* [Exercise aim] Please give an exact copy of every line from the one holding "of the windshield." through the final line of the records below.

Supplied records: Begin

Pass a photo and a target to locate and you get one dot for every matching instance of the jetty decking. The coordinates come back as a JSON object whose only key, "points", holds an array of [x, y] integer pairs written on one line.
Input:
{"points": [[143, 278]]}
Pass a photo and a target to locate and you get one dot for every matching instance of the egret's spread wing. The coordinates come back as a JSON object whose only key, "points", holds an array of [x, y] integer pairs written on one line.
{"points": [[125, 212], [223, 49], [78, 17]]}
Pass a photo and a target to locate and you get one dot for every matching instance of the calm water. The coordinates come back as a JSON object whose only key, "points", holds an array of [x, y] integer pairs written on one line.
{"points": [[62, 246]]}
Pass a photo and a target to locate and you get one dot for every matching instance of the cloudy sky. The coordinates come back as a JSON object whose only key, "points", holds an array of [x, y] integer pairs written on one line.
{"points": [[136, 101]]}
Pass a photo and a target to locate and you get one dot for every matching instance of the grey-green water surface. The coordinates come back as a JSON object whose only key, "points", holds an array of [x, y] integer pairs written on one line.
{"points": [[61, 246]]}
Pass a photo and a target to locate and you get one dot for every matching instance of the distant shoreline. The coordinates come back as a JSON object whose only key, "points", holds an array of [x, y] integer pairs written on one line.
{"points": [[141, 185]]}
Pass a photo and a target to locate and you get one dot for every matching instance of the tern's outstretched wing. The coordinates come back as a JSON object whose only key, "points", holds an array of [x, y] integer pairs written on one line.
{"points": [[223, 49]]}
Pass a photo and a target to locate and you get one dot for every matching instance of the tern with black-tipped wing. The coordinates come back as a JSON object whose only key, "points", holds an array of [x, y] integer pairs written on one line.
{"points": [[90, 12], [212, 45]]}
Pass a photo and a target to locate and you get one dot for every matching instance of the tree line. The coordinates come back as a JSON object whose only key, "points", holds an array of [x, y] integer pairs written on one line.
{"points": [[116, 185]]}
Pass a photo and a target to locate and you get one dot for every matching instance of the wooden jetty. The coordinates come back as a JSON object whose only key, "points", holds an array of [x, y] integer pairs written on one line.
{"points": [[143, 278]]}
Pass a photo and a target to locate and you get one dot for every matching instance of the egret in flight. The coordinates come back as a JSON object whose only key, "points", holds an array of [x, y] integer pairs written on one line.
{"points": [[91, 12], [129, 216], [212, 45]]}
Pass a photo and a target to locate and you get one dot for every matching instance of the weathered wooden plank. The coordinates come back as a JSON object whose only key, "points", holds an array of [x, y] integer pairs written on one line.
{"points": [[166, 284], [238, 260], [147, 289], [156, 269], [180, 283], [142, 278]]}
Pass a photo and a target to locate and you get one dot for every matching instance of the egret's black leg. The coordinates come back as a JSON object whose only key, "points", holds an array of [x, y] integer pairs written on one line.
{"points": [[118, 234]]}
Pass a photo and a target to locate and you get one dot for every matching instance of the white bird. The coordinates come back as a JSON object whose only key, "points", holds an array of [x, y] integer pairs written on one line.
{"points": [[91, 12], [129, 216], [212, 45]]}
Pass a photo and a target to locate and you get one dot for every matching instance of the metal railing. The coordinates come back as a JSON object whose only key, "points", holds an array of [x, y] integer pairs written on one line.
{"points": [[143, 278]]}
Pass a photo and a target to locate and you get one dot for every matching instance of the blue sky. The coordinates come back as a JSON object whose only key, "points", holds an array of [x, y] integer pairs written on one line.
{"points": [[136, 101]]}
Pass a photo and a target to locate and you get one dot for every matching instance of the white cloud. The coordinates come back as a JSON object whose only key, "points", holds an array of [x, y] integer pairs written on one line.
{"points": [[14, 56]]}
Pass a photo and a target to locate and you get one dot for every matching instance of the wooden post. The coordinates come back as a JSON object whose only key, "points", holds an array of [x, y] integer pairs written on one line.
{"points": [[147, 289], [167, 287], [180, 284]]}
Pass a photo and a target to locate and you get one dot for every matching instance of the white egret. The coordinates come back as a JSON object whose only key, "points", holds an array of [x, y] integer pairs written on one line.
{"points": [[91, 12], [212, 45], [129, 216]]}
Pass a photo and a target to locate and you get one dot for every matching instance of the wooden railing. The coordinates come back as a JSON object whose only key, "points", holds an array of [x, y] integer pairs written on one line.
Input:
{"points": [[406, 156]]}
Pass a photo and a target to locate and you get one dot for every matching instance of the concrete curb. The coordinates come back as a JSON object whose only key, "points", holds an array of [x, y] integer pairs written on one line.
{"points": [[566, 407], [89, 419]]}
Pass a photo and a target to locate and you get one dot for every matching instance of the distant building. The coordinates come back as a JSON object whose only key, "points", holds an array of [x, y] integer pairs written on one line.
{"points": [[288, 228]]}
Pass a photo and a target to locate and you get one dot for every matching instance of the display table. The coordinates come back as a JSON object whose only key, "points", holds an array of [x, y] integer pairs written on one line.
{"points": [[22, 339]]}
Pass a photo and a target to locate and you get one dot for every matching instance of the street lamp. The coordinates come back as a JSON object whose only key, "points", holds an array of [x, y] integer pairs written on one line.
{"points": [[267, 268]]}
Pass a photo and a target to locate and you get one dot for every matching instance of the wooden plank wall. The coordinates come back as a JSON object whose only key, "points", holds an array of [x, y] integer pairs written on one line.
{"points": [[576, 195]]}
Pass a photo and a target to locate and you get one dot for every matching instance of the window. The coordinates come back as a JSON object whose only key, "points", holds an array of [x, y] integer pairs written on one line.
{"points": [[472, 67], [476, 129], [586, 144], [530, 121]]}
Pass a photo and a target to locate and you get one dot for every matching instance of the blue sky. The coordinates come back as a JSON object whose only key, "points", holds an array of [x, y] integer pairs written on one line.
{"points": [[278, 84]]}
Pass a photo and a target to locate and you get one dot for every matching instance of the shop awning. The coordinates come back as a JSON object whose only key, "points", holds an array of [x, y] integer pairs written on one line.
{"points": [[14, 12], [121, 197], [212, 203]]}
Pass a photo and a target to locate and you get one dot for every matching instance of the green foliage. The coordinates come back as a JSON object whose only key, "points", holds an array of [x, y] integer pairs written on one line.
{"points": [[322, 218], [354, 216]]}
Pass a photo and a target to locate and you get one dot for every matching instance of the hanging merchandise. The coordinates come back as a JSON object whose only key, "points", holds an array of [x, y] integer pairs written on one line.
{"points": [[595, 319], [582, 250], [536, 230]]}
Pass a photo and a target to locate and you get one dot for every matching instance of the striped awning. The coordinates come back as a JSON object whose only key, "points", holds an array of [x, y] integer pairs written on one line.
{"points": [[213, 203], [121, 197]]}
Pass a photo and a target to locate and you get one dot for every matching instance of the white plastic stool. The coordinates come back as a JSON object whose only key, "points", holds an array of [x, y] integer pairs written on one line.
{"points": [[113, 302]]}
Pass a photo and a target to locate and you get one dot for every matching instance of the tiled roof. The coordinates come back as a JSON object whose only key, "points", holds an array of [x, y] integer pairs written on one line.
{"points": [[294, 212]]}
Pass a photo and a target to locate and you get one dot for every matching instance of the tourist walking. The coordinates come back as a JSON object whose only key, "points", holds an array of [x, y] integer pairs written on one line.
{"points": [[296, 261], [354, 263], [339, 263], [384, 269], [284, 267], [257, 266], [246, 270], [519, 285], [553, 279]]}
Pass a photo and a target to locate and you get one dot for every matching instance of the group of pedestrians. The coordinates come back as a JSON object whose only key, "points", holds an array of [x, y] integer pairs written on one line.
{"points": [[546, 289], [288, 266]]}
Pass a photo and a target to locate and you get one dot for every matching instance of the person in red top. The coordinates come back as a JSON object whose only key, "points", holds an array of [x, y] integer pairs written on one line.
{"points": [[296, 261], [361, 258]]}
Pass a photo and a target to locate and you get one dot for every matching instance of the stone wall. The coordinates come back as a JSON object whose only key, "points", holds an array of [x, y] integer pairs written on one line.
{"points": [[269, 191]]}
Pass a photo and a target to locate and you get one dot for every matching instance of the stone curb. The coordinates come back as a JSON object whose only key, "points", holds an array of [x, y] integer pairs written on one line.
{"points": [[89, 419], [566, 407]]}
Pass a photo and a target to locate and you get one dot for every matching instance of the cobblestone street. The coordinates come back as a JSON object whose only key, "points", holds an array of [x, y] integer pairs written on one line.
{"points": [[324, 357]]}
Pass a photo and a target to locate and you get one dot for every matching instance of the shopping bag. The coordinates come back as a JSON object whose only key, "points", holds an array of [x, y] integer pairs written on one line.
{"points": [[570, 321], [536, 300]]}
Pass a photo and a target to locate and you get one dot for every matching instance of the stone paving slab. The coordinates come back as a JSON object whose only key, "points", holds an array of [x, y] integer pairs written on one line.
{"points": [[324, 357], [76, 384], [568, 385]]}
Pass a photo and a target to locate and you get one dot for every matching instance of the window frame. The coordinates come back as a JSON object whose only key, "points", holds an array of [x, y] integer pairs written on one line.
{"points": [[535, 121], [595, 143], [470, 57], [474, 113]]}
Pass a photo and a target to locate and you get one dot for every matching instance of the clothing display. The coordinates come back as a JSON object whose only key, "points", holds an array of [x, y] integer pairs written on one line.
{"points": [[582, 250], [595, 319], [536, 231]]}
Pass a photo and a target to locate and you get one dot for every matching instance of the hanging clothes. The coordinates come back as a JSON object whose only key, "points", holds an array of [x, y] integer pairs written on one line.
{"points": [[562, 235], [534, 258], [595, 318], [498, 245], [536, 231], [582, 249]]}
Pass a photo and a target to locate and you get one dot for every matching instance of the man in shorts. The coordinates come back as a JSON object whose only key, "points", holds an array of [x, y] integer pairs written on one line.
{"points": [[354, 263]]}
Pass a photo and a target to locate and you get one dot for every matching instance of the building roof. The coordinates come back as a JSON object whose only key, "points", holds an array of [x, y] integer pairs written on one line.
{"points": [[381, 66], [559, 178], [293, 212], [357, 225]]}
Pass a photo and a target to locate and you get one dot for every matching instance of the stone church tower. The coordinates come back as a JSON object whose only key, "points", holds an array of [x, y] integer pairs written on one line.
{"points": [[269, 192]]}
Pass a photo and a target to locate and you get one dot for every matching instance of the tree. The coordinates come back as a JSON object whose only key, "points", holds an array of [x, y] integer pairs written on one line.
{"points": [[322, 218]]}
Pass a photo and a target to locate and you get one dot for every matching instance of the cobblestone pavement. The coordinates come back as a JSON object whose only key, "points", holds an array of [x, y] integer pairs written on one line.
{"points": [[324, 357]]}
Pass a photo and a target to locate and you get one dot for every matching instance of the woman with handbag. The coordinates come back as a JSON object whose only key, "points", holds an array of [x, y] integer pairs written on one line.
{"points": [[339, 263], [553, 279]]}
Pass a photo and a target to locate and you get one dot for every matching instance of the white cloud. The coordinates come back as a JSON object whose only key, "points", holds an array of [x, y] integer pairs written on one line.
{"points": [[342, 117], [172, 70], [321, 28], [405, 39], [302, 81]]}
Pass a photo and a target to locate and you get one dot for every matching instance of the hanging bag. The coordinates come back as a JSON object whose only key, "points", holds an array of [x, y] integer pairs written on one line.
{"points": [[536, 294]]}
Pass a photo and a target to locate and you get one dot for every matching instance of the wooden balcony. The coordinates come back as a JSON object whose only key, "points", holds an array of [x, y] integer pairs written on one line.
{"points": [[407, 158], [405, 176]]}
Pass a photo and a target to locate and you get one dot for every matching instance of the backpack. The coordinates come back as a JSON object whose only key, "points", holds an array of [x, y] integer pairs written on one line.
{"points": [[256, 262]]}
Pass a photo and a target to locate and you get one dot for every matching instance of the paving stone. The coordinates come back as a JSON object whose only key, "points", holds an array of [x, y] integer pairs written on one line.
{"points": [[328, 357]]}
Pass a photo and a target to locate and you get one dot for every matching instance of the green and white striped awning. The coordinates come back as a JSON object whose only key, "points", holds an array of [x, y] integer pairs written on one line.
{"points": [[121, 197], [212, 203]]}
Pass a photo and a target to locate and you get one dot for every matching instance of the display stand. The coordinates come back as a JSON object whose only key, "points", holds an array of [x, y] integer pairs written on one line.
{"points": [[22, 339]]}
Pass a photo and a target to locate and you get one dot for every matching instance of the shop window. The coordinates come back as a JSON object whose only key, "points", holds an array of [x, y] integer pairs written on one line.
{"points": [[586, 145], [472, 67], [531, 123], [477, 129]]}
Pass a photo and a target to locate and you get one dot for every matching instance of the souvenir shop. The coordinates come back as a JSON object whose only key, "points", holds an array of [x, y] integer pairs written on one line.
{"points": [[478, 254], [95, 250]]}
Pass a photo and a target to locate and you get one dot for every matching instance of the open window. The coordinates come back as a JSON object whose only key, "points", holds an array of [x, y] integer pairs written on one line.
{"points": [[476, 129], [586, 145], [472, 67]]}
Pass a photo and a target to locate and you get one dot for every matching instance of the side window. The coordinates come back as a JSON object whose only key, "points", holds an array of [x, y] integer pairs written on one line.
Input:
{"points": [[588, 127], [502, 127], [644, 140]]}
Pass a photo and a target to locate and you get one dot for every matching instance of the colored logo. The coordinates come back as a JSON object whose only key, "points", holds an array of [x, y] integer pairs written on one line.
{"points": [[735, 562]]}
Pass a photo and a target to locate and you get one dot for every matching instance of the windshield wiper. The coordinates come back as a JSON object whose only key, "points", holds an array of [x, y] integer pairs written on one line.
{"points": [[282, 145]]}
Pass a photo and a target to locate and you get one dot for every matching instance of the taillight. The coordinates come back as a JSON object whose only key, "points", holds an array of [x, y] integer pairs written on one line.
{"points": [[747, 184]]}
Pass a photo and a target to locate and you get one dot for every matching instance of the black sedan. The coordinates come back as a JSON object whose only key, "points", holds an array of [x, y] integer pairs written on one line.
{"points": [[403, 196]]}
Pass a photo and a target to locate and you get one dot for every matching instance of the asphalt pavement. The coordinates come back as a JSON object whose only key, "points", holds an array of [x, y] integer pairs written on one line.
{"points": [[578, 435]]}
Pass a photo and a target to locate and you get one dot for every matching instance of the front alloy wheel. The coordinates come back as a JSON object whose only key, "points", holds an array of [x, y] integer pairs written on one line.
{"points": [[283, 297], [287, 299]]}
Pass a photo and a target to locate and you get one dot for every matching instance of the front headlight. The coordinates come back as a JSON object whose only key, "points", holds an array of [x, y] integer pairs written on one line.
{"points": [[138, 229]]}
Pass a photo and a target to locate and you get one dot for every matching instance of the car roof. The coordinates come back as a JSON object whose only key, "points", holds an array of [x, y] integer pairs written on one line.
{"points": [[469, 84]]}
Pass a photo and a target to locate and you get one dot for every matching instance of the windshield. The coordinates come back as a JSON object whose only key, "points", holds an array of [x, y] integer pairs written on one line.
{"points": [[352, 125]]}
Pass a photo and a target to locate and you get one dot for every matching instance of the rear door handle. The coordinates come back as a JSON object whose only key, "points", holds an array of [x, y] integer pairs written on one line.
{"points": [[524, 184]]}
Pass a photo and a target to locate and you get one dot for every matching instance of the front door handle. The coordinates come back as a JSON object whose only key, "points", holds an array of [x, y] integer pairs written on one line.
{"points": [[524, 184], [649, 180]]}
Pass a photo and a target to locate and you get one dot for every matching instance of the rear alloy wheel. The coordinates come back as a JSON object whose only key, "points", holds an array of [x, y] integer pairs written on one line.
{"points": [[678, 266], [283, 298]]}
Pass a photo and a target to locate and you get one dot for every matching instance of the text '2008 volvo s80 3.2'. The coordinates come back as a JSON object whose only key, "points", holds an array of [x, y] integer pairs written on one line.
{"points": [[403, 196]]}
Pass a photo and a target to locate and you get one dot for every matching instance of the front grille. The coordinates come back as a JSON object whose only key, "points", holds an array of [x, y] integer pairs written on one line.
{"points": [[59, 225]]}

Supplied records: End

* [Response area]
Pass a photo and a target to locate and you get one dot for every matching instance of the windshield. The coordinates come back as a JSON object whose only key, "points", holds an array of [x, y] integer pairs written on one line.
{"points": [[352, 125]]}
Pass a photo and a target to locate and you get one dot for every matching instance of the rear door handle. The coordinates come back as a JSON object whose only key, "points", holds an array of [x, y] integer pairs written on one line.
{"points": [[524, 184]]}
Pass a photo and a target to locate and you get one dot for every matching instance of the front door handle. The coordinates come back as a JSON object whose only key, "points", holds an array of [x, y] integer pairs written on one line.
{"points": [[524, 184], [649, 180]]}
Pass a photo and a target to locate and you get one dot for every matching instance of the rear alloy wheel. The coordinates come back as a JSON object whose only key, "points", holds an array of [x, y] integer pairs written on one line.
{"points": [[678, 266], [283, 298]]}
Pass a photo and a target to locate and you get one dot for every matching instance of the text '2008 volvo s80 3.2'. The coordinates come back as a JSON object whose only key, "points", holds an array of [x, y] integer pairs written on one line.
{"points": [[403, 196]]}
Pass a photo and a target to locate and you get one dot for every matching instance of the front grille. The coordinates come back as a JSON object whose only key, "points", holds an array of [x, y] integer pairs written on one line.
{"points": [[59, 225]]}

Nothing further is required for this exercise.